— Problem to work on —
Every record below should be printed exactly as given.

— Object position labeling entries —
------------------------------

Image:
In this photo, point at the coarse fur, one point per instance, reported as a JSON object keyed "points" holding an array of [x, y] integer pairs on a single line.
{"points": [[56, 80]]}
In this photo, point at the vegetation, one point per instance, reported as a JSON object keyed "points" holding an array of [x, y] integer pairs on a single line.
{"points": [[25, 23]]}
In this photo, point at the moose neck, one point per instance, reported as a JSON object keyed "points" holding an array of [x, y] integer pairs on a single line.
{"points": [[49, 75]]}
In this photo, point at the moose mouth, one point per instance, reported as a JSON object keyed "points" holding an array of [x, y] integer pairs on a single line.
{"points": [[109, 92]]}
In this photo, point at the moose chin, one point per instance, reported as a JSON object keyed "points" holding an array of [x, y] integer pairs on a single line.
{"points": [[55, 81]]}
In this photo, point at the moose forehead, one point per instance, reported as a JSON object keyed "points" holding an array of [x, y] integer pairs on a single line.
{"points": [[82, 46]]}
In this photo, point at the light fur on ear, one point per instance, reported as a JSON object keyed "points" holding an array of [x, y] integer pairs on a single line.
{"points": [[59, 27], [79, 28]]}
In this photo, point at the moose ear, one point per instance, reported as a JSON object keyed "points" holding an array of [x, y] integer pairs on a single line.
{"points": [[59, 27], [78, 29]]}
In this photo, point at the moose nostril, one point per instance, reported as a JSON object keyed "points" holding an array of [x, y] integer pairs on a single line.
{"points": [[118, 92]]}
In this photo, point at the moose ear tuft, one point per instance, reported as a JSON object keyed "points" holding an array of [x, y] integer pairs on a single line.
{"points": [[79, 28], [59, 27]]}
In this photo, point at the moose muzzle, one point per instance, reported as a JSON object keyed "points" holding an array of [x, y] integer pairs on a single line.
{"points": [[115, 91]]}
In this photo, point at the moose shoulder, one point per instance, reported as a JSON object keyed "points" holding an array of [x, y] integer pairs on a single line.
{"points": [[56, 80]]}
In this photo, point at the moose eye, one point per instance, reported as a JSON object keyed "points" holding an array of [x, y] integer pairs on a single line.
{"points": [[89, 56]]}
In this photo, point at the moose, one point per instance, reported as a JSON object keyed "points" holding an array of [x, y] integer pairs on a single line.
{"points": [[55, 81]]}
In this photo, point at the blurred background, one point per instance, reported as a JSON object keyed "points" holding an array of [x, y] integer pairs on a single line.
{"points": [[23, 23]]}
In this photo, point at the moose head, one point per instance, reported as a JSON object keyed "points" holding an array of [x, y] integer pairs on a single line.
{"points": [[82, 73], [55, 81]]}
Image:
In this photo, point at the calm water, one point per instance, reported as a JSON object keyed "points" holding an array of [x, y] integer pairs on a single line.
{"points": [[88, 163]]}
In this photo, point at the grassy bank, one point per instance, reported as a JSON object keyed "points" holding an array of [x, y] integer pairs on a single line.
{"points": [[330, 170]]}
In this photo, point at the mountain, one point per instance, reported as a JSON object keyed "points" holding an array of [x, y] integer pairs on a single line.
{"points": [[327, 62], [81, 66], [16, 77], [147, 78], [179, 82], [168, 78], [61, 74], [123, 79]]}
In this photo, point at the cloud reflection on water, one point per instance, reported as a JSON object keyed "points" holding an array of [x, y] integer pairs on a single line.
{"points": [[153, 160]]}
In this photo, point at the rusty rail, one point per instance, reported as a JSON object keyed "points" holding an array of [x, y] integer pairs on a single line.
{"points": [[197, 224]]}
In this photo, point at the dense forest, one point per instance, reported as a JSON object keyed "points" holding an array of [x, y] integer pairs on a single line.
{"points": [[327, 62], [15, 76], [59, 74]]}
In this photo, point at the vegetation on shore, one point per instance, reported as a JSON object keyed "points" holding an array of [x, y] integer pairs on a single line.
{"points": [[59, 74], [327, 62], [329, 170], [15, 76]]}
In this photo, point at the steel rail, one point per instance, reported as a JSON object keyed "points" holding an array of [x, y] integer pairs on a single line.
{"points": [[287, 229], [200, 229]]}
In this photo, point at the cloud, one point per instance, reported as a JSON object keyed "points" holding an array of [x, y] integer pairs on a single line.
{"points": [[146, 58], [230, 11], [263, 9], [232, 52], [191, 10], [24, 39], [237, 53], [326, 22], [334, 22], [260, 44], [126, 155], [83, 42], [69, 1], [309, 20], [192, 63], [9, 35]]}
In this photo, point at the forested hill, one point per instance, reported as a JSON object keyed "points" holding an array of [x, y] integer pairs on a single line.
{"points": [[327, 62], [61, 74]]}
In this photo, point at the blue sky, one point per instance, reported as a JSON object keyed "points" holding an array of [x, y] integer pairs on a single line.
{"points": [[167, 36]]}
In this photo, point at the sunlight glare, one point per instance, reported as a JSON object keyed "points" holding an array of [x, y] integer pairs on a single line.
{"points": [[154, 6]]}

------------------------------

— Reply to the task —
Image:
In this photo, point at the coarse fur, one point per instance, reported as a JSON object keyed "points" holding an array of [x, y] integer pairs on a single line.
{"points": [[56, 80]]}
In this photo, point at the vegetation, one point per instance, reported as a JSON object keyed "points" holding an array of [x, y] integer pairs on a single line.
{"points": [[25, 23]]}
In this photo, point at the moose neck, one point per instance, reported as a JSON object keyed "points" holding an array of [x, y] integer pairs on a single line.
{"points": [[49, 75]]}
In this photo, point at the moose mouth, one point per instance, reported as a JSON object keyed "points" holding an array of [x, y] integer pairs on a single line.
{"points": [[109, 92]]}
In this photo, point at the moose chin, one point per instance, reported as a JSON object keyed "points" holding an array of [x, y] integer pairs on a single line.
{"points": [[55, 81]]}
In this photo, point at the moose forehead, one point per instance, reported as a JSON object keyed "points" holding an array of [x, y] integer pairs on a single line.
{"points": [[82, 46]]}
In this photo, point at the light fur on ear, one point per instance, reported as a JSON object keyed "points" holding an array of [x, y] integer pairs on a single line.
{"points": [[59, 27], [79, 28]]}
In this photo, point at the moose ear, one point per instance, reported as a JSON object keyed "points" holding an array of [x, y] integer pairs on a single line.
{"points": [[59, 27], [78, 29]]}
In this photo, point at the moose nostril, one point per instance, reported as a JSON object keyed "points" holding an array of [x, y] integer pairs on a single line.
{"points": [[118, 92]]}
In this photo, point at the moose ear tuft, one point per instance, reported as a JSON object keyed "points" holding an array of [x, y] integer pairs on a single line.
{"points": [[79, 28], [59, 27]]}
In this photo, point at the moose muzzle, one point per instance, reported as a JSON object keyed "points" holding an array of [x, y] integer pairs on a single line.
{"points": [[115, 91]]}
In this photo, point at the moose shoulder, one point per instance, reported as a JSON object keyed "points" holding an array of [x, y] integer pairs on a single line.
{"points": [[56, 80]]}
In this photo, point at the moose eye, one point per instance, reported as a JSON object keyed "points" holding an array of [x, y] integer pairs on a single line.
{"points": [[89, 56]]}
In this photo, point at the moose, one point per instance, reported as a JSON object keyed "points" holding an array of [x, y] integer pairs on a single line.
{"points": [[55, 81]]}
In this photo, point at the blurred background, one point per instance, reported as a JSON object keyed "points" holding an array of [x, y] integer pairs on a single line.
{"points": [[23, 23]]}
In this photo, point at the moose head, one point per instance, reported as a JSON object keyed "points" holding an array of [x, y] integer pairs on a single line.
{"points": [[82, 73], [55, 81]]}
Image:
In this photo, point at the calm water, one point per instance, reported as a JSON object keyed "points" holding an array of [x, y] integer pairs on a single line.
{"points": [[88, 163]]}
In this photo, point at the grassy bank, one point per instance, reported as a JSON object keyed "points" holding an array of [x, y] integer pairs on a single line.
{"points": [[330, 170]]}
In this photo, point at the mountain, one point per instance, reported as a JSON object keyed "points" holding an array of [x, y] integer pairs on a single line.
{"points": [[327, 62], [81, 66], [16, 77], [147, 78], [179, 82], [168, 78], [61, 74], [123, 79]]}
In this photo, point at the cloud reflection on water, one point per instance, reported as a JSON object keyed "points" holding an array of [x, y] integer pairs on a single line.
{"points": [[153, 160]]}
In this photo, point at the rusty rail, one point per instance, reported as a JSON object keyed "points" holding an array of [x, y] integer pairs on a single line.
{"points": [[197, 224]]}
In this photo, point at the dense forest, one point per instance, reported as a JSON object keyed "points" holding an array of [x, y] integer pairs on a single line.
{"points": [[327, 62], [15, 76], [59, 74]]}
In this photo, point at the vegetation on shore, one point per instance, reported as a JSON object keyed "points" holding an array of [x, y] integer pairs on a single line.
{"points": [[59, 74], [327, 62], [329, 170], [15, 76]]}
In this photo, point at the steel rail, one point per instance, reported as a JSON object keyed "points" holding an array of [x, y] integer pairs on a single line.
{"points": [[287, 229], [200, 229]]}
In this photo, point at the cloud, one point per instance, reported as a JSON object keyed "points" holding an array of [x, y] integer pairs on a single line.
{"points": [[146, 58], [230, 11], [263, 9], [232, 52], [191, 10], [24, 39], [237, 53], [326, 22], [334, 22], [260, 44], [126, 155], [83, 42], [69, 1], [309, 20], [192, 63], [9, 35]]}
In this photo, point at the forested hill, one point per instance, reported as a JSON object keyed "points" holding an array of [x, y] integer pairs on a single line.
{"points": [[327, 62], [61, 74]]}
In this photo, point at the blue sky, one point per instance, reported as a JSON object keyed "points" holding an array of [x, y] integer pairs on a single line.
{"points": [[167, 36]]}
In this photo, point at the sunlight glare, one point per instance, reported as a JSON object keyed "points" holding an array of [x, y] integer pairs on a single line.
{"points": [[154, 6]]}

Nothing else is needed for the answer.